* [RECORDS TO PROCESS]
*** Block opens ***
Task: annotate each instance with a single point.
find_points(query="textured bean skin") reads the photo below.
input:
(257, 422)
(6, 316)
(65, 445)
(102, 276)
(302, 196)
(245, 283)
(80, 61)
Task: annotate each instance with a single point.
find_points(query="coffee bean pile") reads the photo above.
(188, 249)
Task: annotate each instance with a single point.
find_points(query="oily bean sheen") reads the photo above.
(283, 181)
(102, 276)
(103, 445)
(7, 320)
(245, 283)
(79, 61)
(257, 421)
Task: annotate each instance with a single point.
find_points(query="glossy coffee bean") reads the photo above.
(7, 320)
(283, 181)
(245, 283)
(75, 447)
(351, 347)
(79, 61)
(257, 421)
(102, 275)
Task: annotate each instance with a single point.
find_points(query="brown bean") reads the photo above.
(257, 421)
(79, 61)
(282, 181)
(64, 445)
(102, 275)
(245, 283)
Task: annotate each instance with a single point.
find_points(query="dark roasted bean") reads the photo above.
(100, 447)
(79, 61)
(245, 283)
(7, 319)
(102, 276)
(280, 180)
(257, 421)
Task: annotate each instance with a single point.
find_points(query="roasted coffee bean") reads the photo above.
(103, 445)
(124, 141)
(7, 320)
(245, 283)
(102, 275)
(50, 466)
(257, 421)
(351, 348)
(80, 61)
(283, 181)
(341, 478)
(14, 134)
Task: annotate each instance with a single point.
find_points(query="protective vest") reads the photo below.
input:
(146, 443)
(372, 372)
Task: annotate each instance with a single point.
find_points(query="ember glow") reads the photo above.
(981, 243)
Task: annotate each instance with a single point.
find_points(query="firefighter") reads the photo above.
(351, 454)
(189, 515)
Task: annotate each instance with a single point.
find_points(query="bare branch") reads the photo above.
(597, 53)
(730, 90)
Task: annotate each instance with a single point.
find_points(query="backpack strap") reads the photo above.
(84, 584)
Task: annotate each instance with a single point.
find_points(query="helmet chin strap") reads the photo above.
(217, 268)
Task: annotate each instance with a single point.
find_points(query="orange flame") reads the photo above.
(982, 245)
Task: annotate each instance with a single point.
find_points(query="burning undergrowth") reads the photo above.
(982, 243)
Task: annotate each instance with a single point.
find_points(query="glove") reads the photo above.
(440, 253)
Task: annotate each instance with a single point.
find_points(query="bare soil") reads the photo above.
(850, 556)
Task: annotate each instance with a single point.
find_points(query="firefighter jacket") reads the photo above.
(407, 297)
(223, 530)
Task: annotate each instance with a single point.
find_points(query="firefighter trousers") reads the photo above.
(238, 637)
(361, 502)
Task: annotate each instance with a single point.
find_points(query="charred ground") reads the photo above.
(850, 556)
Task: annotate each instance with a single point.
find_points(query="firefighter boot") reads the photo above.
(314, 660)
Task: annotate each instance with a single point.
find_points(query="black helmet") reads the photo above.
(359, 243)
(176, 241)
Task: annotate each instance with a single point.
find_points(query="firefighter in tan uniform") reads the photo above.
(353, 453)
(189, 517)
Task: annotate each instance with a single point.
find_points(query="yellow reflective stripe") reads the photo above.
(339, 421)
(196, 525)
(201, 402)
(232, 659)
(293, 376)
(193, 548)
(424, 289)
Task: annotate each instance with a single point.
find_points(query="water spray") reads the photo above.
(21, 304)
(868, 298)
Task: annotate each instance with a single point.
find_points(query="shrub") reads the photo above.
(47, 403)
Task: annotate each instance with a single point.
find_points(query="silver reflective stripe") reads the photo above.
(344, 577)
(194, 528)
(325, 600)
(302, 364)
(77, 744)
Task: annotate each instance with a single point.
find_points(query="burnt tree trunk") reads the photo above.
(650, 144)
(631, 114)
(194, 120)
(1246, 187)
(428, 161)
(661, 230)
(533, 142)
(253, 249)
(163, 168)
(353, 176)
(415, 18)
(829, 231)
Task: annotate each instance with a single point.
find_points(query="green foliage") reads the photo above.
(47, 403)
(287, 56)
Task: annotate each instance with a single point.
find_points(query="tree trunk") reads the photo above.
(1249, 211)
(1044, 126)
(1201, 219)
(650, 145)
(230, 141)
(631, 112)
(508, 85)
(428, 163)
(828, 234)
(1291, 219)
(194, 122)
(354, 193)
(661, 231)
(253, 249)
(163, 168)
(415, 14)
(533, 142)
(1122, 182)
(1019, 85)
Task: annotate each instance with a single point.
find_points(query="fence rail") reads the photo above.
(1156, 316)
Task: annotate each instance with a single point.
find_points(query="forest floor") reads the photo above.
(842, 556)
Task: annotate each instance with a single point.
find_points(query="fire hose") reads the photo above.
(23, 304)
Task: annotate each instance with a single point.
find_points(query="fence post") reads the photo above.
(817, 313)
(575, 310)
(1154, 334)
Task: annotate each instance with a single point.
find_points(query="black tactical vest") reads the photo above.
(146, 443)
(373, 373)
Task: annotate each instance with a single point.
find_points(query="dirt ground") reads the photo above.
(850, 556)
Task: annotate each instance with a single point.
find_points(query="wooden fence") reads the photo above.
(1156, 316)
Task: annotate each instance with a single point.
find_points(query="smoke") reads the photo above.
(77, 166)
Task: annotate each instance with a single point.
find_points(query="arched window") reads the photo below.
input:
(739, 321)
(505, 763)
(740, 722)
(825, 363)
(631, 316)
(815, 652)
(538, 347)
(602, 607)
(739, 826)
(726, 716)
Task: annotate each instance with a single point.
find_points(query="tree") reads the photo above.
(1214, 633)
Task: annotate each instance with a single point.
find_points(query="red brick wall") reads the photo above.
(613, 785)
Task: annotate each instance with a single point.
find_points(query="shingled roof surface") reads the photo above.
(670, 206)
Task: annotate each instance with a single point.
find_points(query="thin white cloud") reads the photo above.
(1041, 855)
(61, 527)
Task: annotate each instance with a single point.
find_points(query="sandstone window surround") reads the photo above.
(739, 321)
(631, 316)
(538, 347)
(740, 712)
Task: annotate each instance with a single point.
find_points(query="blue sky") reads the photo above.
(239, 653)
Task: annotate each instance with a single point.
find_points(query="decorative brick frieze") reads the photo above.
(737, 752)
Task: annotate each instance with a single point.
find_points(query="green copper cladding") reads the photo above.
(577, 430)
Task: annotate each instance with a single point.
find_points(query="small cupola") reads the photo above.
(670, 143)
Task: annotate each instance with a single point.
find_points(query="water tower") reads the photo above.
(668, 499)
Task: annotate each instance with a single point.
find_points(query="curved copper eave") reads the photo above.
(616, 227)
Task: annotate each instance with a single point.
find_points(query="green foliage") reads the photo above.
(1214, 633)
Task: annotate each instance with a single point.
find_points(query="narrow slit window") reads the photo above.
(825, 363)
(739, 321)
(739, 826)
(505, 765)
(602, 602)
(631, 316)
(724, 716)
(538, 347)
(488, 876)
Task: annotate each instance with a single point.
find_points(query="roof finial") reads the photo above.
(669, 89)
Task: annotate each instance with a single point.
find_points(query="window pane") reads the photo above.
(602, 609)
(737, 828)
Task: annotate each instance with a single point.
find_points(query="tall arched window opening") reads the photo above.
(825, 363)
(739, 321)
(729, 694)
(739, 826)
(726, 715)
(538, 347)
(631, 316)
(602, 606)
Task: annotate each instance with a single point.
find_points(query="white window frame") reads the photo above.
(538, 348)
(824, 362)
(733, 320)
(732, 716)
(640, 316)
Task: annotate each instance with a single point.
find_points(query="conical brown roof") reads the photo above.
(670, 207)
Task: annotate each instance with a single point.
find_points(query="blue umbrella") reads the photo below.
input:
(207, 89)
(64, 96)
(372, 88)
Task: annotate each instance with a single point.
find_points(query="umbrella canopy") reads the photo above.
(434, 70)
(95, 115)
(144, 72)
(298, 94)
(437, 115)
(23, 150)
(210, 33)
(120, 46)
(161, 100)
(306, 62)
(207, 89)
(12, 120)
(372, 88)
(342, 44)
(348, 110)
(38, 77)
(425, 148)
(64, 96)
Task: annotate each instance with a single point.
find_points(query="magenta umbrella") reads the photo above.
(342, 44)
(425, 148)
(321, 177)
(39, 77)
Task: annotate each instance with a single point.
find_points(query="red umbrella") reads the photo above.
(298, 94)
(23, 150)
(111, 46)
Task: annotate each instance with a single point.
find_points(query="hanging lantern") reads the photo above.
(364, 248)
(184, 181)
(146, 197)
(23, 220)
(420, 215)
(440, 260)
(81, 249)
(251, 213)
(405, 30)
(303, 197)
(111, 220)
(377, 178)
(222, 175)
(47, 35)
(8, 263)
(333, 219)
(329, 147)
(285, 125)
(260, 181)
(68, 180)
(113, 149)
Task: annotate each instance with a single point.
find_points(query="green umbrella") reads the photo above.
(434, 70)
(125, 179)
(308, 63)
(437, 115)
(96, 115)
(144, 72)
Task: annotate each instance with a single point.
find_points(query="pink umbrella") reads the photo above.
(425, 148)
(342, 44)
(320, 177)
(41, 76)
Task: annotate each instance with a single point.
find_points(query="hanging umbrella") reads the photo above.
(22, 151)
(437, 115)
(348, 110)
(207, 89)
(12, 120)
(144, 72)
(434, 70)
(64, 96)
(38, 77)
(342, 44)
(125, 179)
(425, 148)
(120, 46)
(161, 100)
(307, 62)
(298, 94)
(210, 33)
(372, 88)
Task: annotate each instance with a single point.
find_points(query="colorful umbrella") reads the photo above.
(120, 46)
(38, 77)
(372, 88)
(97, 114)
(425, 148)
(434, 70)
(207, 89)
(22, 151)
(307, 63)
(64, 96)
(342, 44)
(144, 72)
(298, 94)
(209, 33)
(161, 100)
*** Block closes ***
* [TASK INSTRUCTIONS] Across the records above, how many lines does the word "below" appear on? Reply with the number only.

* [ANSWER TO THIS TASK] 4